* _The problem_
Report each line of the entries below that has the word "forest" in it.

Dataset entries
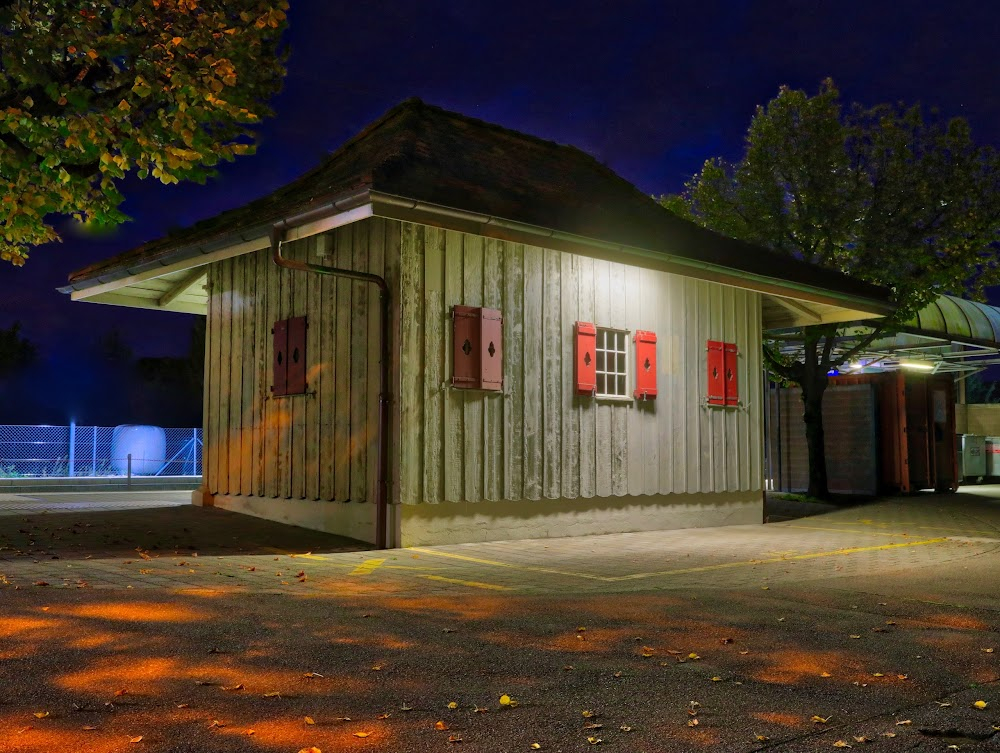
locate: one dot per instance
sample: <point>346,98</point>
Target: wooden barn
<point>450,331</point>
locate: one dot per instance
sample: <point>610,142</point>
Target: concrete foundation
<point>464,522</point>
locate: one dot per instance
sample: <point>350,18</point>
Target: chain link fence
<point>98,451</point>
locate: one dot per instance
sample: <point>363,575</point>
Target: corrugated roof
<point>427,154</point>
<point>958,319</point>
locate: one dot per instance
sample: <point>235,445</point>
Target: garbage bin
<point>993,456</point>
<point>973,456</point>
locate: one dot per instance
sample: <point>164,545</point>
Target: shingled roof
<point>428,154</point>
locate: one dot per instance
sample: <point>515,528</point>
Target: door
<point>943,438</point>
<point>917,435</point>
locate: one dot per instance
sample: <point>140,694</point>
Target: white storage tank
<point>146,444</point>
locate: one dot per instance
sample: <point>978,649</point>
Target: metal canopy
<point>951,335</point>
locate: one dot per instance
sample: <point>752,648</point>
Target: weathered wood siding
<point>319,445</point>
<point>538,439</point>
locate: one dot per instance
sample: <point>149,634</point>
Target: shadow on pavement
<point>160,530</point>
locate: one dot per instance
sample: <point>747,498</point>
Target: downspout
<point>278,232</point>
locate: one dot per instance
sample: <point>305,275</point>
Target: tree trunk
<point>812,401</point>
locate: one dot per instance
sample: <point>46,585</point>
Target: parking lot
<point>198,629</point>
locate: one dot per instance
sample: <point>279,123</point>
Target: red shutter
<point>279,383</point>
<point>645,365</point>
<point>731,363</point>
<point>586,358</point>
<point>491,353</point>
<point>716,373</point>
<point>467,346</point>
<point>296,356</point>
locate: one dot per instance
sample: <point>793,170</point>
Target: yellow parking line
<point>846,530</point>
<point>470,583</point>
<point>873,524</point>
<point>366,567</point>
<point>495,563</point>
<point>772,560</point>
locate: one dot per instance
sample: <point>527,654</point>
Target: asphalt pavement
<point>139,623</point>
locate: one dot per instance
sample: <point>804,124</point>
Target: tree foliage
<point>93,89</point>
<point>887,194</point>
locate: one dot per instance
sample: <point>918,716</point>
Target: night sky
<point>651,89</point>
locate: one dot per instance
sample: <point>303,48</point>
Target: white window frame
<point>619,372</point>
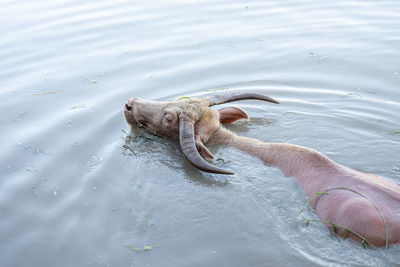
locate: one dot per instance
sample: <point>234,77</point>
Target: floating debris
<point>79,106</point>
<point>133,248</point>
<point>46,92</point>
<point>217,89</point>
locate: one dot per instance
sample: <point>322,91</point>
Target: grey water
<point>73,194</point>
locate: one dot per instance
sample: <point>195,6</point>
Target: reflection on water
<point>72,193</point>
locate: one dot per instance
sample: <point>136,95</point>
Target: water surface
<point>72,195</point>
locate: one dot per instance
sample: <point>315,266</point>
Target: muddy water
<point>72,194</point>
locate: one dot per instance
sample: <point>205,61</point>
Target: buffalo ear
<point>231,114</point>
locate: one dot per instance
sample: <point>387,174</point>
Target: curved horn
<point>235,96</point>
<point>186,139</point>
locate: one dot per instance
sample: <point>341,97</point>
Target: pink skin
<point>366,204</point>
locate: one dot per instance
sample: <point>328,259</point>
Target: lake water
<point>72,194</point>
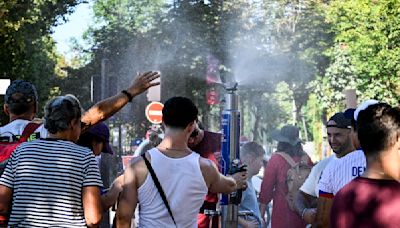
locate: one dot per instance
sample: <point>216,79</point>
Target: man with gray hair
<point>53,182</point>
<point>21,105</point>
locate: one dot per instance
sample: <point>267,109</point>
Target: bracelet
<point>130,97</point>
<point>303,212</point>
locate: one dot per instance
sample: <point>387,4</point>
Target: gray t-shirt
<point>250,203</point>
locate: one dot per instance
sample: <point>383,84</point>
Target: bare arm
<point>91,205</point>
<point>128,199</point>
<point>304,206</point>
<point>108,107</point>
<point>323,212</point>
<point>263,208</point>
<point>5,203</point>
<point>111,197</point>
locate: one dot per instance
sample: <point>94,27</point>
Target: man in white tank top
<point>184,176</point>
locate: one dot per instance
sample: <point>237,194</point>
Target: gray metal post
<point>103,79</point>
<point>230,153</point>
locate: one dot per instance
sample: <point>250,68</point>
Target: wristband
<point>130,97</point>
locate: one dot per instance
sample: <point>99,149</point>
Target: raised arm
<point>109,106</point>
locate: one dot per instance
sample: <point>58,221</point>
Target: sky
<point>78,22</point>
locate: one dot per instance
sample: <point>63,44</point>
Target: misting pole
<point>230,161</point>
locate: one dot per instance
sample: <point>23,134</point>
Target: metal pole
<point>103,78</point>
<point>230,154</point>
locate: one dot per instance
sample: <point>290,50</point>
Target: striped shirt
<point>340,172</point>
<point>47,177</point>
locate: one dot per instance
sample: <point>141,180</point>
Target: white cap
<point>364,106</point>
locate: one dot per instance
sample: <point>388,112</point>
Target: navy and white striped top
<point>47,177</point>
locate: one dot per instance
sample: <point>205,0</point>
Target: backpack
<point>295,176</point>
<point>6,148</point>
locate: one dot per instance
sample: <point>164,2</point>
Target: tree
<point>369,30</point>
<point>26,49</point>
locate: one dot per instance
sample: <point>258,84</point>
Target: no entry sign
<point>154,112</point>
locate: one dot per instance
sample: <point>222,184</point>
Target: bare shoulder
<point>138,169</point>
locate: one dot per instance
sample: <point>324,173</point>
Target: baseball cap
<point>364,106</point>
<point>341,121</point>
<point>26,90</point>
<point>102,132</point>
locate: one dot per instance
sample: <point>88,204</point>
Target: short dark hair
<point>378,127</point>
<point>179,112</point>
<point>60,111</point>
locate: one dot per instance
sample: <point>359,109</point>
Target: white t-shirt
<point>310,186</point>
<point>340,172</point>
<point>184,187</point>
<point>16,127</point>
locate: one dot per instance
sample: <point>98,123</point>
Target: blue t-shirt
<point>250,203</point>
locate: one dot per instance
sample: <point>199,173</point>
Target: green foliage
<point>26,49</point>
<point>370,32</point>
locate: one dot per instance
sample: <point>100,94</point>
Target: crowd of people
<point>53,180</point>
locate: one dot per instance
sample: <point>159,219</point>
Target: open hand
<point>142,82</point>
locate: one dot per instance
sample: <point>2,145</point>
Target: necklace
<point>174,149</point>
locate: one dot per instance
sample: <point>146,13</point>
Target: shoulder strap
<point>287,157</point>
<point>304,159</point>
<point>28,130</point>
<point>158,185</point>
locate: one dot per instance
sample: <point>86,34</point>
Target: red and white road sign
<point>154,112</point>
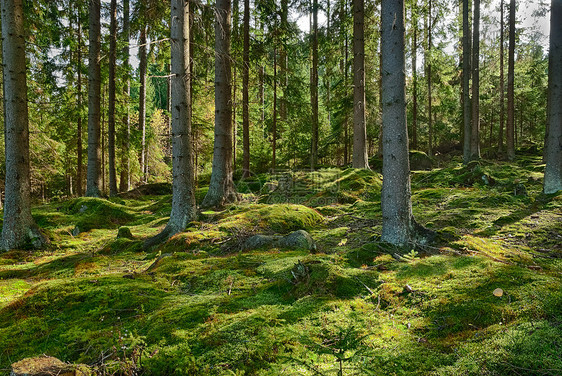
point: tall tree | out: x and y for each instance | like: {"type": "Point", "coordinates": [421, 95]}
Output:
{"type": "Point", "coordinates": [183, 182]}
{"type": "Point", "coordinates": [475, 129]}
{"type": "Point", "coordinates": [93, 188]}
{"type": "Point", "coordinates": [553, 152]}
{"type": "Point", "coordinates": [221, 187]}
{"type": "Point", "coordinates": [502, 89]}
{"type": "Point", "coordinates": [245, 93]}
{"type": "Point", "coordinates": [510, 84]}
{"type": "Point", "coordinates": [466, 55]}
{"type": "Point", "coordinates": [314, 86]}
{"type": "Point", "coordinates": [143, 65]}
{"type": "Point", "coordinates": [360, 158]}
{"type": "Point", "coordinates": [112, 97]}
{"type": "Point", "coordinates": [125, 181]}
{"type": "Point", "coordinates": [398, 222]}
{"type": "Point", "coordinates": [19, 228]}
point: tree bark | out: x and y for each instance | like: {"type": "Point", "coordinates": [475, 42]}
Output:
{"type": "Point", "coordinates": [475, 129]}
{"type": "Point", "coordinates": [93, 188]}
{"type": "Point", "coordinates": [553, 145]}
{"type": "Point", "coordinates": [314, 86]}
{"type": "Point", "coordinates": [143, 62]}
{"type": "Point", "coordinates": [19, 228]}
{"type": "Point", "coordinates": [360, 158]}
{"type": "Point", "coordinates": [396, 204]}
{"type": "Point", "coordinates": [510, 84]}
{"type": "Point", "coordinates": [466, 106]}
{"type": "Point", "coordinates": [183, 182]}
{"type": "Point", "coordinates": [221, 188]}
{"type": "Point", "coordinates": [502, 84]}
{"type": "Point", "coordinates": [245, 93]}
{"type": "Point", "coordinates": [111, 110]}
{"type": "Point", "coordinates": [125, 180]}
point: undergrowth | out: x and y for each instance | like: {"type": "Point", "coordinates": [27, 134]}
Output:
{"type": "Point", "coordinates": [201, 305]}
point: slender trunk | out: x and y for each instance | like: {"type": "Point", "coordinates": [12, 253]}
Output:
{"type": "Point", "coordinates": [221, 187]}
{"type": "Point", "coordinates": [19, 228]}
{"type": "Point", "coordinates": [94, 91]}
{"type": "Point", "coordinates": [502, 89]}
{"type": "Point", "coordinates": [79, 152]}
{"type": "Point", "coordinates": [125, 181]}
{"type": "Point", "coordinates": [414, 77]}
{"type": "Point", "coordinates": [183, 183]}
{"type": "Point", "coordinates": [245, 93]}
{"type": "Point", "coordinates": [143, 61]}
{"type": "Point", "coordinates": [510, 84]}
{"type": "Point", "coordinates": [360, 158]}
{"type": "Point", "coordinates": [466, 105]}
{"type": "Point", "coordinates": [314, 86]}
{"type": "Point", "coordinates": [274, 115]}
{"type": "Point", "coordinates": [397, 227]}
{"type": "Point", "coordinates": [553, 144]}
{"type": "Point", "coordinates": [475, 130]}
{"type": "Point", "coordinates": [428, 74]}
{"type": "Point", "coordinates": [111, 115]}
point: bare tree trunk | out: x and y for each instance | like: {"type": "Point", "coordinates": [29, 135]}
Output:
{"type": "Point", "coordinates": [142, 99]}
{"type": "Point", "coordinates": [94, 94]}
{"type": "Point", "coordinates": [360, 158]}
{"type": "Point", "coordinates": [125, 180]}
{"type": "Point", "coordinates": [79, 152]}
{"type": "Point", "coordinates": [314, 86]}
{"type": "Point", "coordinates": [19, 228]}
{"type": "Point", "coordinates": [510, 84]}
{"type": "Point", "coordinates": [183, 183]}
{"type": "Point", "coordinates": [245, 93]}
{"type": "Point", "coordinates": [475, 130]}
{"type": "Point", "coordinates": [466, 105]}
{"type": "Point", "coordinates": [221, 188]}
{"type": "Point", "coordinates": [502, 88]}
{"type": "Point", "coordinates": [553, 145]}
{"type": "Point", "coordinates": [111, 115]}
{"type": "Point", "coordinates": [396, 204]}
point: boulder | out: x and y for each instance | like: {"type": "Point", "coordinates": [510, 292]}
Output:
{"type": "Point", "coordinates": [48, 366]}
{"type": "Point", "coordinates": [297, 239]}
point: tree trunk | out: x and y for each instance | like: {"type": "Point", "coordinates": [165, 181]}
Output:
{"type": "Point", "coordinates": [221, 188]}
{"type": "Point", "coordinates": [111, 115]}
{"type": "Point", "coordinates": [502, 88]}
{"type": "Point", "coordinates": [79, 152]}
{"type": "Point", "coordinates": [360, 158]}
{"type": "Point", "coordinates": [398, 223]}
{"type": "Point", "coordinates": [414, 76]}
{"type": "Point", "coordinates": [245, 93]}
{"type": "Point", "coordinates": [553, 146]}
{"type": "Point", "coordinates": [510, 85]}
{"type": "Point", "coordinates": [183, 183]}
{"type": "Point", "coordinates": [475, 130]}
{"type": "Point", "coordinates": [94, 96]}
{"type": "Point", "coordinates": [314, 86]}
{"type": "Point", "coordinates": [466, 106]}
{"type": "Point", "coordinates": [143, 62]}
{"type": "Point", "coordinates": [19, 228]}
{"type": "Point", "coordinates": [125, 180]}
{"type": "Point", "coordinates": [428, 74]}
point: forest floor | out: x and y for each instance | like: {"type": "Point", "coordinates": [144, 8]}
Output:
{"type": "Point", "coordinates": [201, 304]}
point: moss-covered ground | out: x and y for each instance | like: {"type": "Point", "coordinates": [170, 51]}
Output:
{"type": "Point", "coordinates": [200, 305]}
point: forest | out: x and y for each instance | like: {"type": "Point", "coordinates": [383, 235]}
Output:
{"type": "Point", "coordinates": [281, 187]}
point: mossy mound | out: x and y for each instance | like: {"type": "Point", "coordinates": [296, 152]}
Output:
{"type": "Point", "coordinates": [96, 213]}
{"type": "Point", "coordinates": [277, 218]}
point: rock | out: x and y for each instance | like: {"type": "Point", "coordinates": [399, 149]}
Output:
{"type": "Point", "coordinates": [124, 232]}
{"type": "Point", "coordinates": [48, 366]}
{"type": "Point", "coordinates": [259, 241]}
{"type": "Point", "coordinates": [297, 239]}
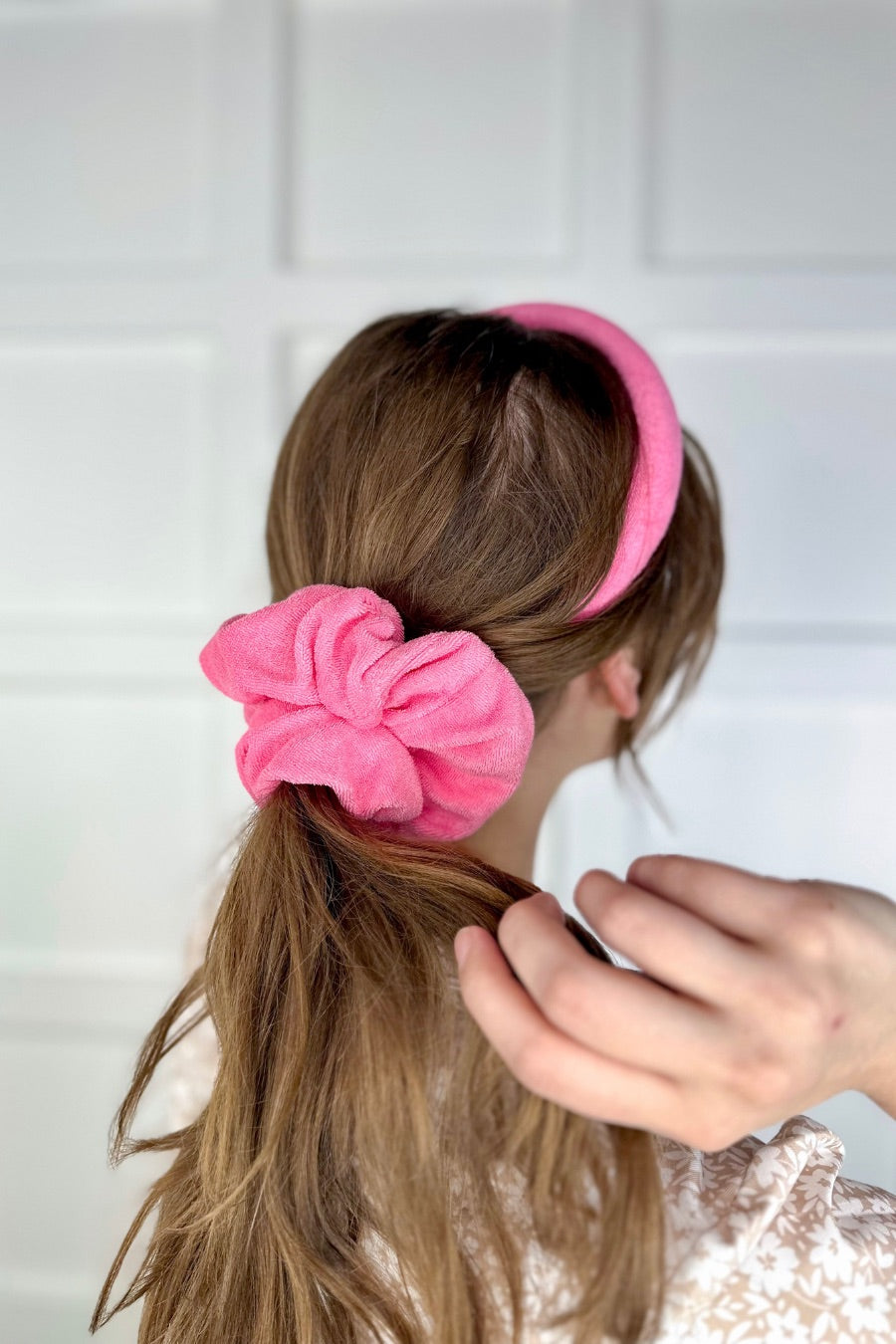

* _Expected answer_
point: forest floor | out: x and y for each instance | like: {"type": "Point", "coordinates": [144, 8]}
point: forest | out: x and y for each instance | like: {"type": "Point", "coordinates": [383, 235]}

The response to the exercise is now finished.